Health Insurance for the Unemployed
About 4 years ago, I left the company where I’d worked most of my career and went to work as a freelancer. I was thrilled to be on my own, but I’ve missed some of the perks that come with working at a large business. Among them: Group health insurance.
After I left my employer, I opted to stay on their health-insurance plan for 18 months, which is the maximum allowed under the Consolidated Omnibus Reconciliation Act, or COBRA. At the time this seemed like a good decision, and the cost seemed relatively reasonable compared to what some people I knew were paying, so I didn’t immediately shop around. When my COBRA coverage was about to run out, I started to look into individual plans. I was unhappy to discover that I’d been overpaying for the 18 months I was on COBRA. If I’d moved to an individual plan much sooner, and I could have cut my premiums in half.
Whether you’re laid off or leave voluntarily, it can be overwhelming to move into the ranks of the unemployed or self-employed. There are a lot of issues you have to address, health care among them. Because insurance can be a sizeable monthly expense, it’s worth the effort to shop around and ensure you’re getting the most cost-effective plan that meets your needs.

MATERIAL SHOWN ::
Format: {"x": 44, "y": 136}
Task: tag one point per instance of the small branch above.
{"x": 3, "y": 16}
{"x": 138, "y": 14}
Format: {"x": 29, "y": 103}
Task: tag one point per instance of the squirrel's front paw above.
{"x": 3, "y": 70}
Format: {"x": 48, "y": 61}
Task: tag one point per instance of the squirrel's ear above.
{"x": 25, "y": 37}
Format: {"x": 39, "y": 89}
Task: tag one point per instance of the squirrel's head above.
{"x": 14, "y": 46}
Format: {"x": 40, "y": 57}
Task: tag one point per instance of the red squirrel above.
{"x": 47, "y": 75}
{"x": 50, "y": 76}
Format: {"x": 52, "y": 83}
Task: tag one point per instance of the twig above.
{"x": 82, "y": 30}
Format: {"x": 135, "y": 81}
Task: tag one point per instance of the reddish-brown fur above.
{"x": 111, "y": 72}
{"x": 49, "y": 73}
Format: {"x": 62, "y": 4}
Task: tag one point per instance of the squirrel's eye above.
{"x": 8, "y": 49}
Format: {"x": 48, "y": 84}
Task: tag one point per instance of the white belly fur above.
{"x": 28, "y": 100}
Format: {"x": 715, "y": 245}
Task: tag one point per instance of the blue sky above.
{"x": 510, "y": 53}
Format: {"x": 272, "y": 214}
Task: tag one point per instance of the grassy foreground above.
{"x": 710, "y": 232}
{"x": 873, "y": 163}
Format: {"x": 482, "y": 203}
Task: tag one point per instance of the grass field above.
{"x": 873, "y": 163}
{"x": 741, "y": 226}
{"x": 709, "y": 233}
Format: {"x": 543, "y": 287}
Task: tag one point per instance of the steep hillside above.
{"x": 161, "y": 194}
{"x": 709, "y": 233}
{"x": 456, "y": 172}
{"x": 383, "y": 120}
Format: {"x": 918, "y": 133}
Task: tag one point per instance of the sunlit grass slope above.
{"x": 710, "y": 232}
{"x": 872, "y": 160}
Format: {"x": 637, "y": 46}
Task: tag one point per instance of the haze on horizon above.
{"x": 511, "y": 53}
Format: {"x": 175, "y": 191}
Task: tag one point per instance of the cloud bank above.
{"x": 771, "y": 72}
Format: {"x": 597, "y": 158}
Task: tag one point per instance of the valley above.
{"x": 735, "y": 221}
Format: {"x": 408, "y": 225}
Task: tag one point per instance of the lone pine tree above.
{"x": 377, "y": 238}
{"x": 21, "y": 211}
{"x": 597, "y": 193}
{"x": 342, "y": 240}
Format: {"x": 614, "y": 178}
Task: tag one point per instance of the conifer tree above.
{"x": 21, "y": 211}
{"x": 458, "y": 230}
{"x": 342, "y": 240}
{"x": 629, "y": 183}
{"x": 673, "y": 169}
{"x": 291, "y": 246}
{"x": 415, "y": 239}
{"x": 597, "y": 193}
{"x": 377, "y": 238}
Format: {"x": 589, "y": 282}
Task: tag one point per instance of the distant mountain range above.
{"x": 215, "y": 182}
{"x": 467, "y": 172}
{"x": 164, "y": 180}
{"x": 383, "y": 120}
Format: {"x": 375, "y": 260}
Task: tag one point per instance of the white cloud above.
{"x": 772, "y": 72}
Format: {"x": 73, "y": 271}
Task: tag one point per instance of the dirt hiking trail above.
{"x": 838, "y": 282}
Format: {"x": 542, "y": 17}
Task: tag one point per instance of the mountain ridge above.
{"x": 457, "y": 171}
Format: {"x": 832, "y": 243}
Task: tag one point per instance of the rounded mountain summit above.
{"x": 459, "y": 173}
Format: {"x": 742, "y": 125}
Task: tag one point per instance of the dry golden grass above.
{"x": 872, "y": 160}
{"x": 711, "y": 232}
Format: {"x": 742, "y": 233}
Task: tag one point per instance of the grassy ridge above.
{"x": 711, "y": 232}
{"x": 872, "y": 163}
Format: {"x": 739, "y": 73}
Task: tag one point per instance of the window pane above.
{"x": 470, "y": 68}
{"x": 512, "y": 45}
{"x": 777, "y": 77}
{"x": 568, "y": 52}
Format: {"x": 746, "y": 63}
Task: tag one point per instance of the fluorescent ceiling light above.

WHAT TO WORK ON ::
Carry on the piece about health insurance for the unemployed, beginning right after its final sentence.

RESPONSE ::
COBRA allows people who have left their jobs (at companies with 20 or more employees) to remain on their former company’s health insurance plan for up to 18 months. Typically COBRA participants are required to pay up to 102% of the insurance premium, but under the recently passed stimulus bill, the government will pay 65% of COBRA premiums for the first 9 months if you lost your job between Sept. 1, 2008, and Dec. 31, 2009.
This government subsidy may make the difference between affordable and unaffordable health care for you and your family.
At the same time, however, you should talk to an insurance broker and get an idea of how much individual health insurance will cost.
There are a few types of health insurance plans to consider.
Fee-for-service or indemnity plans allow you to choose any medical provider for health care treatment. Following treatment, you pay the bill and then send a claim to your insurer for reimbursement.
Managed care plans provide both insurance and health-care services. Instead of paying every time a medical service is delivered, members pay a fixed monthly fee for health care, regardless of the amount of care needed.
Managed care programs also offer coverage for a variety of preventive services.
Health Maintenance Organizations (HMOs) and Preferred Provider Organizations (PPOs) are among the most common managed care plans.
HMOs generally require members to use their contracted physicians and facilities. Some HMOs have Point of Service (POS) options allowing members to use medical providers outside the plan’s network and still qualify for partial reimbursement.
PPOs generally encourage members to use the medical providers within the plan’s network. Members are allowed to consult with providers outside the network, but will have higher out-of-pocket costs.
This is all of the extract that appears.